**Gegeven tekst**
+++

6.De strafbaarheid van verdachte

Er zijn geen feiten of omstandigheden aannemelijk geworden die de strafbaarheid van verdachte uitsluiten. De rechtbank oordeelt daarom dat verdachte strafbaar is voor het bewezen verklaarde feit.

7.De op te leggen straf of maatregel

7.1
De vordering van de officier van justitie
De officier van justitie heeft gevorderd dat verdachte wordt veroordeeld tot een gevangenisstraf van 367 dagen met aftrek van het voorarrest, waarvan 200 dagen voorwaardelijk met een proeftijd van drie jaren.
7.2
Het standpunt van de verdediging
De raadsman heeft betoogd dat bij de bepaling van de strafmaat in het voordeel van verdachte rekening moet worden gehouden met de persoonlijke omstandigheden van verdachte. Daarnaast heeft de raadsman bepleit dat dat moet worden volstaan met oplegging van een gevangenisstraf die gelijk is aan de duur van het voorarrest.
7.3
De gronden voor een straf of maatregel
Bij de strafoplegging houdt de rechtbank rekening met de aard en de ernst van het gepleegde feit, de omstandigheden waaronder dit is begaan en de persoon van verdachte, zoals die uit het dossier en tijdens de behandeling ter terechtzitting naar voren zijn gekomen. De rechtbank acht daarbij in het bijzonder het volgende van belang.
De aard en de ernst van het gepleegde feit
Verdachte heeft zich samen met anderen schuldig gemaakt aan het opzettelijk voorhanden hebben van een grote hoeveelheid onveraccijnsde sigaretten. De illegale handel in sigaretten verstoort de reguliere markt voor tabakswaren en werkt ontwrichtend op de economische ordening en het fiscale systeem van het land. Illegale sigaretten worden doorgaans verkocht voor een prijs die ver beneden de reguliere prijs voor zulke producten ligt. Enerzijds wordt hiermee de accijnsverplichting voor aanzienlijke bedragen ontdoken, anderzijds brengt de illegale handel in accijnsgoederen oneerlijke concurrentie met zich ten opzichte van bonafide handelaren en bedrijven die wel voldoen aan hun verplichtingen in het kader van de accijnsheffingen. In deze strafzaak is de Nederlandse staat door het niet-betalen van de accijns op de sigaretten voor een bedrag van € 4.757.824,-- benadeeld. Het handelen van verdachte en zijn mededaders heeft ook een negatieve invloed op het anti-rookbeleid van de Nederlandse overheid. De overheid ontmoedigt, met het oog op de algemene volksgezondheid, actief het roken van tabak. Ten behoeve van dat beleid maakt de overheid gebruik van prijsverhogingen, op basis van heffingen en belastingen. Met de handel in illegale sigaretten wordt dit beleid ondermijnd. Bovendien geldt dat de productie- en handelsketen ten aanzien van illegale rookwaren niet traceerbaar is, hetgeen eveneens ongunstig is voor het beleid in het kader van de volksgezondheid. Bij de aanwezigheid van extra gevaarlijke stoffen in de illegale rookwaar is het onmogelijk de producent van die rookwaar te achterhalen.

+++

**Verzamelde gegevens**
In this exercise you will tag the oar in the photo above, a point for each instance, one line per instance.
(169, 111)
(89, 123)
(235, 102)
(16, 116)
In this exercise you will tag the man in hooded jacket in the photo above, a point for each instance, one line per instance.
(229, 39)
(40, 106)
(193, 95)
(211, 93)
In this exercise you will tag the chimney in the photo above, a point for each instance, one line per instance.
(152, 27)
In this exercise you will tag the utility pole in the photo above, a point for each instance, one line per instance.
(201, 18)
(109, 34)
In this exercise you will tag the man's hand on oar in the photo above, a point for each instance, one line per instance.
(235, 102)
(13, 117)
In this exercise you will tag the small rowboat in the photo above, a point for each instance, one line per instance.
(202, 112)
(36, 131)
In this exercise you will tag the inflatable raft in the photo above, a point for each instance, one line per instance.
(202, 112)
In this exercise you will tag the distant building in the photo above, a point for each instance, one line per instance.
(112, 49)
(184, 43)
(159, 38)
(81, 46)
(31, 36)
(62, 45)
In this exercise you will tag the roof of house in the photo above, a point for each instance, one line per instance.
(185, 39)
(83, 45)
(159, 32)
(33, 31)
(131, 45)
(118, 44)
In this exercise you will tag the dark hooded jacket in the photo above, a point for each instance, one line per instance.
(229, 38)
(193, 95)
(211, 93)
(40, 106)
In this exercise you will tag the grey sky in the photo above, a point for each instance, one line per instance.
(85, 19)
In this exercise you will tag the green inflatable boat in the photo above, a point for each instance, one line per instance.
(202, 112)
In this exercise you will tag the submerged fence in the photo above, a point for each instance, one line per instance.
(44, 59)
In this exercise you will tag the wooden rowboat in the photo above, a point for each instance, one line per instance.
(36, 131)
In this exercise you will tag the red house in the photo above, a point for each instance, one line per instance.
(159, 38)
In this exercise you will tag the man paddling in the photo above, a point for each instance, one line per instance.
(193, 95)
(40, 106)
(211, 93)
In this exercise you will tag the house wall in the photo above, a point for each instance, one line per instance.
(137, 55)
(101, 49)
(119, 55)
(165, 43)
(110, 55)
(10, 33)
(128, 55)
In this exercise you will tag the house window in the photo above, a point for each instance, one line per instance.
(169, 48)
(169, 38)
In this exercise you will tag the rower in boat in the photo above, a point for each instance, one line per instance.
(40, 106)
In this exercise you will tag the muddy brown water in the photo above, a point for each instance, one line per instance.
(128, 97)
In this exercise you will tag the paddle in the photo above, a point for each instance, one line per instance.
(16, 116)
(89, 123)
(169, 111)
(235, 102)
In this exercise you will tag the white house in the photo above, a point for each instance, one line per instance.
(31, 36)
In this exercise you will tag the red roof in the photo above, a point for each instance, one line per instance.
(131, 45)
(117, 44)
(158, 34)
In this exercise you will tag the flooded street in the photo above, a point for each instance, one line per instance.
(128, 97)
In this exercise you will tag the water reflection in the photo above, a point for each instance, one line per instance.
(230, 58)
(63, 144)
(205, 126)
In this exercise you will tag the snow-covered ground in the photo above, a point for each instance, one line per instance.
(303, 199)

+++

**Uit te voeren opdracht**
Voor welk bedrag is de Nederlandse staat volgens de gegeven tekst benadeeld doordat de accijns op de sigaretten niet werd betaald?

**Antwoord op oefening**
Voor een bedrag van € 4.757.824,--.